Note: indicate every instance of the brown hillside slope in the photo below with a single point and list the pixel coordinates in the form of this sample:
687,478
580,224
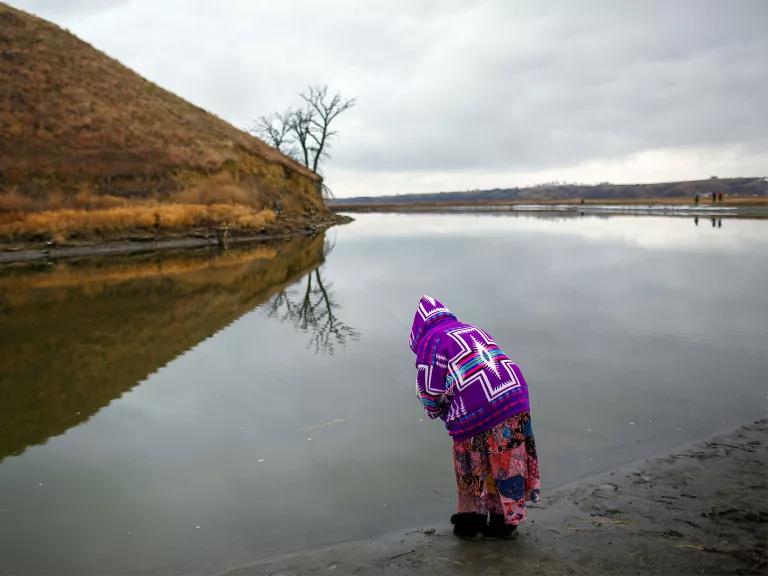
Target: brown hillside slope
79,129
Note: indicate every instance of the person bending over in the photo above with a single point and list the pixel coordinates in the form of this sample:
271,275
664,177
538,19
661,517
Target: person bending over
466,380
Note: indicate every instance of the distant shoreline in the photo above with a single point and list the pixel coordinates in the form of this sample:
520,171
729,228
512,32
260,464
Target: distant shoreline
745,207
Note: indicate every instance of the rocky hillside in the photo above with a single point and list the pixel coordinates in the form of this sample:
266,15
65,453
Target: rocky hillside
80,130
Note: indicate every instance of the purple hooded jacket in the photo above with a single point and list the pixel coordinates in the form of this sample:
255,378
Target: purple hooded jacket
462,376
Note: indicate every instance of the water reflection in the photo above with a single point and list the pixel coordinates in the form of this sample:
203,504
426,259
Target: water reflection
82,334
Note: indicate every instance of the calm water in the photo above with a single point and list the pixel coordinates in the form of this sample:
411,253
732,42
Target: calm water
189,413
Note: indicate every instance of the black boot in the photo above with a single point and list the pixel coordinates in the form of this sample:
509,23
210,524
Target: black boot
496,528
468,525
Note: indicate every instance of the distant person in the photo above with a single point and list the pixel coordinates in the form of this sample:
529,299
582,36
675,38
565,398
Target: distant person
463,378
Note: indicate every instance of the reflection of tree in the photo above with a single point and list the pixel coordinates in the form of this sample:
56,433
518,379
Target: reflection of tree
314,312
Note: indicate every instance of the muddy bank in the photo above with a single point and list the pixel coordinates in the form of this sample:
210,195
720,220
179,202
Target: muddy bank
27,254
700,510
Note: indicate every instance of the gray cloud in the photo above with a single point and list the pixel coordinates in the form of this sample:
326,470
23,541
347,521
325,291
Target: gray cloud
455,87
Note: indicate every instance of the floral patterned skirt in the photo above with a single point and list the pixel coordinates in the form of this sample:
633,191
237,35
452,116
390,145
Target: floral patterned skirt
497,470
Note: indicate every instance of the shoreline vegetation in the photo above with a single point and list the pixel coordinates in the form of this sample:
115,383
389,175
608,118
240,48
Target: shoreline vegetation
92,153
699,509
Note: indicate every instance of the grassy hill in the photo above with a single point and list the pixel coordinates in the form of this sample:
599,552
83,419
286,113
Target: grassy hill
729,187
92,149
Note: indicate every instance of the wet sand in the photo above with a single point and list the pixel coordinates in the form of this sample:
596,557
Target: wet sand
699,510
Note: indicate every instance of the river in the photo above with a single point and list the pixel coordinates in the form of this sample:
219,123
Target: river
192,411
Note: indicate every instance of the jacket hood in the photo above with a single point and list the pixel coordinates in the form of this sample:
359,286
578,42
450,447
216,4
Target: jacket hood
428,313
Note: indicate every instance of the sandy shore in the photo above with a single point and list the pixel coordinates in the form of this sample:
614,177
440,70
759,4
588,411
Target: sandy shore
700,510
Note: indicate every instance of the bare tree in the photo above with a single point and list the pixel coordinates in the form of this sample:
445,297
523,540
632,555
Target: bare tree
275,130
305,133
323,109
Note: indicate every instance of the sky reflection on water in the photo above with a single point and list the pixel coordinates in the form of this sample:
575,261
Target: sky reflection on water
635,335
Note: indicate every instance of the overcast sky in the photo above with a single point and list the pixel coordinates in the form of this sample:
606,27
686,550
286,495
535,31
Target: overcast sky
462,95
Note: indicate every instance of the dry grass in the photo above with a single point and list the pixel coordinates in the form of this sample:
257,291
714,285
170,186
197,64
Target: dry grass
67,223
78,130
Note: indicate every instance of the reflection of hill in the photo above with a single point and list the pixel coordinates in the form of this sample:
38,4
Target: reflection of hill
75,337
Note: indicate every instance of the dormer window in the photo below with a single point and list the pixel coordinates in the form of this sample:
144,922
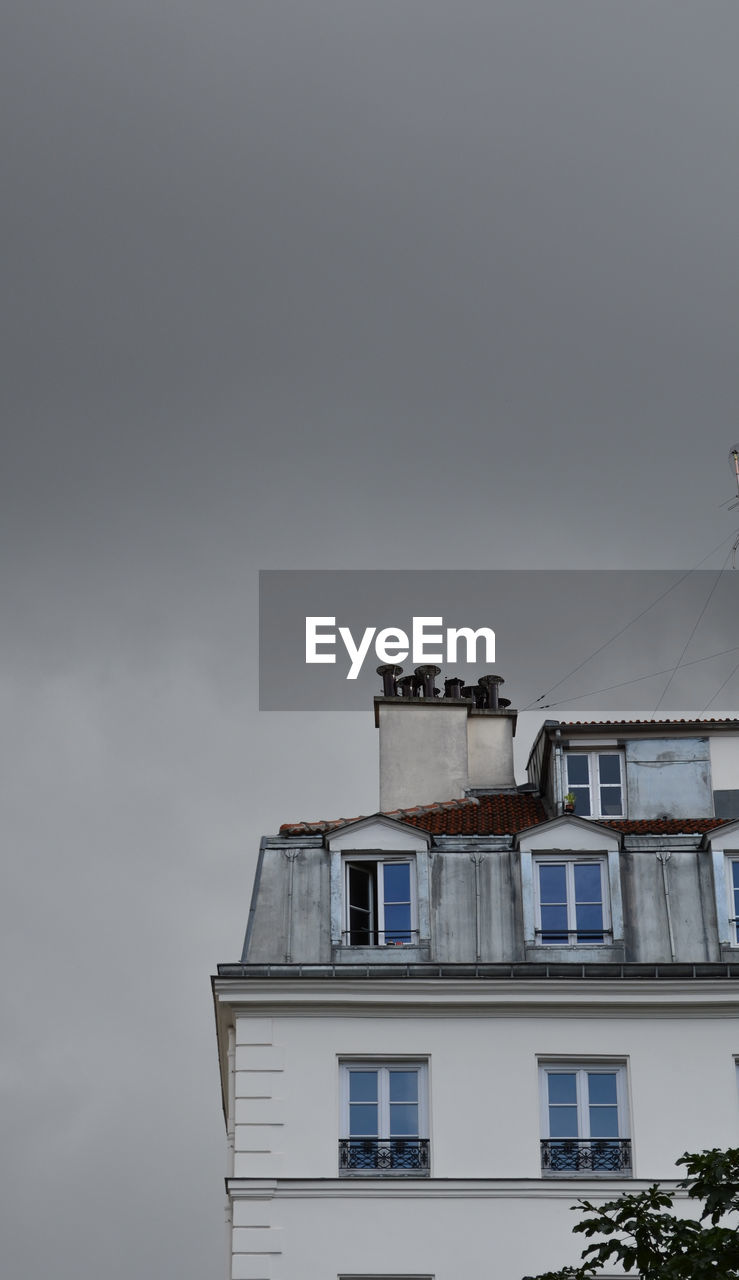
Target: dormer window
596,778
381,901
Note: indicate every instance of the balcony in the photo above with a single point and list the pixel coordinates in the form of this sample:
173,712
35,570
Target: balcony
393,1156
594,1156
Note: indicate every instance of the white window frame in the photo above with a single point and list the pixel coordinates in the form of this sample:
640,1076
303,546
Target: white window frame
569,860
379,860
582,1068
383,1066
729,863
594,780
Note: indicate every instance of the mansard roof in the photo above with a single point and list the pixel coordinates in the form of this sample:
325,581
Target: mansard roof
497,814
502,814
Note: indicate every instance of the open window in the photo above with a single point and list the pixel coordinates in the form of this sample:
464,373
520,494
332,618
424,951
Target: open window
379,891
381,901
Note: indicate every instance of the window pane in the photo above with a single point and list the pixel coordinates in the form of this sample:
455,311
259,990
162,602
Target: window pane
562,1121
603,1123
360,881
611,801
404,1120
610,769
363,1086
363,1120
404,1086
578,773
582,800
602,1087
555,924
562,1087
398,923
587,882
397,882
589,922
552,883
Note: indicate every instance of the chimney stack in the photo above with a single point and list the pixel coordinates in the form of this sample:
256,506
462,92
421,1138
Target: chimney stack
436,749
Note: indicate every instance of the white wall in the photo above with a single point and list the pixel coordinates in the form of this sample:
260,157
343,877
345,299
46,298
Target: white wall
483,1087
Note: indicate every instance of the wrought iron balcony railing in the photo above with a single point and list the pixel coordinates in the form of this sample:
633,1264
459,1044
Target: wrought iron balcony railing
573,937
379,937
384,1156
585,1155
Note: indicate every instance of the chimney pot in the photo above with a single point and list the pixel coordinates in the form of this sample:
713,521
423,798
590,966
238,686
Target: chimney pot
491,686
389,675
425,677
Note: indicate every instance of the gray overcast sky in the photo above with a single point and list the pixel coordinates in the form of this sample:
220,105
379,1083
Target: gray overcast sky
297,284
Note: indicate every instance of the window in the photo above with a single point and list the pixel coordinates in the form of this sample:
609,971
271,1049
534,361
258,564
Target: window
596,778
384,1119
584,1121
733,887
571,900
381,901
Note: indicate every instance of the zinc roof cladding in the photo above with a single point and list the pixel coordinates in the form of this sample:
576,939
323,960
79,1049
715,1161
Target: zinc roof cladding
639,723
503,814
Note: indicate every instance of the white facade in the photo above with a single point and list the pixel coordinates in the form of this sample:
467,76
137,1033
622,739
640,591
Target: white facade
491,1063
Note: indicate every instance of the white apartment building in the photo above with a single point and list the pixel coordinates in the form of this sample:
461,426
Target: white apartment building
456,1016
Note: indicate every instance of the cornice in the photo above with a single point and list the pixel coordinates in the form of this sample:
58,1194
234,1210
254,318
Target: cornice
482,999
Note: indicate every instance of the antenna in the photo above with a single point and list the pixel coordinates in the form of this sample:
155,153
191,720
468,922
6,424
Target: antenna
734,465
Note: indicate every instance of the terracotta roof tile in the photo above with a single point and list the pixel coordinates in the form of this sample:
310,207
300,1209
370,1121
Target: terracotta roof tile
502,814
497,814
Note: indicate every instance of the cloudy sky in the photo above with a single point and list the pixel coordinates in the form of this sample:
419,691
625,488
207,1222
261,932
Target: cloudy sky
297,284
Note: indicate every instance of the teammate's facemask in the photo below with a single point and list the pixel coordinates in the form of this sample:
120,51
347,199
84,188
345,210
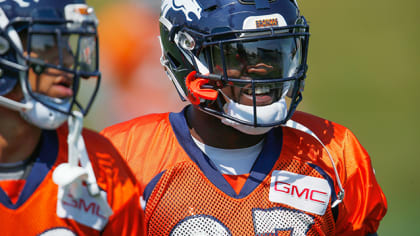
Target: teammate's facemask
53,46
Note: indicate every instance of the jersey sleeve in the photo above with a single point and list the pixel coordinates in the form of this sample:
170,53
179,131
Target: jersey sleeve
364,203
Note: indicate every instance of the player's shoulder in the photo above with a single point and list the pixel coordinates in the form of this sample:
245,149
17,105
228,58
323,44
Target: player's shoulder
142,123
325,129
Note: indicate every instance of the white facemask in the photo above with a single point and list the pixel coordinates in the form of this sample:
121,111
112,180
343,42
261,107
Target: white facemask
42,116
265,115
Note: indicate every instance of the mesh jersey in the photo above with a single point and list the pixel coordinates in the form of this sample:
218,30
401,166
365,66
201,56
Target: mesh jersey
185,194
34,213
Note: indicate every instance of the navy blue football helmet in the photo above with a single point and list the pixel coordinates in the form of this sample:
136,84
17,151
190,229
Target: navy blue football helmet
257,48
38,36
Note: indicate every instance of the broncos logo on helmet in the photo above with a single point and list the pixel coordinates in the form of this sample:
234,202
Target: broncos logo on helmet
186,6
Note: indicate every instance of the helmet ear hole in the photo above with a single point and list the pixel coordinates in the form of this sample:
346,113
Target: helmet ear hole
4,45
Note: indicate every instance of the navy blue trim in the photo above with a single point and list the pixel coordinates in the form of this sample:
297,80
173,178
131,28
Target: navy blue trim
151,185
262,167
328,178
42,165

********************

### Do this
Transcribe, word for word, every line from the one containing "Note: indicate every instance of the white facemask" through the final line of the entries, and nothing else.

### Response to this task
Note: indicate every instance of the white facemask in the photo above with a single point and list the pixel coordinates in the form of this sample:
121,111
112,180
343,42
261,107
Target: white facemask
42,116
265,115
Note: indicate every instance of the mesh jersey in the photo above with a single point and list the pixel coordinates in the form of this sample:
218,30
401,166
365,66
201,56
Target: mesh jersey
185,194
34,213
Note: indicate every instance of the navy blue football helmet in the photo above with a single point and list the pixel coordinates in the form of this sample:
136,84
17,151
190,229
Target: navy blue football helmet
257,48
38,36
Note: indicate every instance of the broncos logo on helmet in the photo above with a single point and list the pixel coordinates in the form of this sample:
234,202
Target: broncos logo on helmet
186,6
Note: indicate every instance of the helmet ear hole in the photo above with a single point and list the pixel coordinates in the form of this sample:
346,113
Target: helmet ear hole
4,45
Note: indicate every instance of the navy blue trim in the photo above with a single point and list the pixel coordinates in the form of this sample:
297,80
173,178
131,28
Target: navy blue trim
151,185
262,167
328,178
42,165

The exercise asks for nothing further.